**What is expected:**
Give back all of the records exactly.

Collection entries:

# # #

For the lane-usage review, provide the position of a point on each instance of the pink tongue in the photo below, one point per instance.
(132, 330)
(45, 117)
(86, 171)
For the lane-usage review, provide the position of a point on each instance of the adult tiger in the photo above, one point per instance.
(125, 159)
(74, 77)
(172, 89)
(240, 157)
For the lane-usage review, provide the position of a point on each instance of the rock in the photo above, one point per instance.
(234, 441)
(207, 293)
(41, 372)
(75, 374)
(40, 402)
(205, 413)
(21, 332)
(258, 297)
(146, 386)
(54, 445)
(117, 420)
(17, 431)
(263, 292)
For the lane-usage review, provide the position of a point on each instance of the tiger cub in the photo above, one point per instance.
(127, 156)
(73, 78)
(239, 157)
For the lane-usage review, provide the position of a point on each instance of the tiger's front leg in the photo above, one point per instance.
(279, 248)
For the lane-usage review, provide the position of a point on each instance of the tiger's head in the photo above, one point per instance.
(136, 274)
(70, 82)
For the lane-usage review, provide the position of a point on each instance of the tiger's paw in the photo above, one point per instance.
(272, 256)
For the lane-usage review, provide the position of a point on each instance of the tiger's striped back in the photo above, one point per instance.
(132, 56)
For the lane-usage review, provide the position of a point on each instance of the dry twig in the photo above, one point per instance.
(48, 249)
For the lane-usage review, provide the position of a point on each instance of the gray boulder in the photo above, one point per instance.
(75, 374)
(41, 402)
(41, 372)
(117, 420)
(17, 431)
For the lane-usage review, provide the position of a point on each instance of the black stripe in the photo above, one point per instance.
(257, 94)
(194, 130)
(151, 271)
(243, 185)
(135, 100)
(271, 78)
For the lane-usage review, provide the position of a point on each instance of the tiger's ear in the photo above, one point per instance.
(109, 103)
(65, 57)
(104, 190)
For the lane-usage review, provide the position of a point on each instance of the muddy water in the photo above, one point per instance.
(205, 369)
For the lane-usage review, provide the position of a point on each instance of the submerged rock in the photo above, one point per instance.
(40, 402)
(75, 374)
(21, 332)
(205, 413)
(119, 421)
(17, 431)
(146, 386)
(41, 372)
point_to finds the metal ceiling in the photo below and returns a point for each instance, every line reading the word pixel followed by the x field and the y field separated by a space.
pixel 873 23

# # #

**Reply to the task:**
For the lane-usage review, provide the position of a point on each instance of the pink tongue in the photo below, one point per instance.
(132, 330)
(45, 117)
(86, 171)
For the lane-usage review, provide the position of a point on each instance of the adult tiger in the photo above, one point per instance.
(125, 159)
(74, 77)
(172, 89)
(240, 157)
For the lane-usage review, provide the position of a point on each instance of the rock in the photo above, one point per instance.
(234, 441)
(207, 293)
(41, 372)
(75, 374)
(40, 402)
(205, 413)
(21, 332)
(258, 297)
(146, 386)
(54, 445)
(117, 420)
(17, 431)
(263, 292)
For the lane-usage review, provide the position of a point on each instance of the tiger cub in the photo above, one point per instance.
(127, 156)
(73, 78)
(239, 157)
For the lane-usage review, provide the position of a point on each instance of the tiger's front leg in the photo above, one point per instance.
(279, 248)
For the lane-usage review, provide the position of a point on each instance of the tiger's head in the photo above, one point per instance.
(136, 274)
(70, 82)
For the lane-usage review, provide the position of a point on each instance of the tiger's paw in the photo above, one point per instance.
(272, 256)
For the lane-usage review, provide the position of a point on each instance of the tiger's striped back in the photo above, one point per instance.
(132, 56)
For the lane-usage review, provide the position of a point on each instance of the dry twig in the photo above, one point per instance.
(48, 249)
For the lane-usage review, provide the position of a point on each instance of the gray boulder in the photo above, one point per instance.
(75, 374)
(41, 402)
(41, 372)
(117, 420)
(17, 431)
For the lane-usage review, provide the position of a point on each instance of the black stripe in the photo above, one point per instance.
(257, 94)
(194, 130)
(151, 271)
(243, 185)
(135, 100)
(271, 78)
For the lane-usage review, provide the position of a point on each instance of the tiger's ear in the photo above, one point per instance.
(109, 103)
(65, 57)
(104, 190)
For the lane-usage review, provide the position of a point on each instance of the muddy water in the photo above, one point per instance.
(205, 369)
For the lane-usage review, provide the position of a point on each instance of the submerged rock in the photo above, one point per instance.
(40, 402)
(75, 374)
(21, 332)
(205, 413)
(119, 421)
(17, 431)
(146, 386)
(41, 372)
point_to finds the metal ceiling in the photo below and returns a point for each instance, every line reading the word pixel followed by the x field and the y field separated by a space.
pixel 873 23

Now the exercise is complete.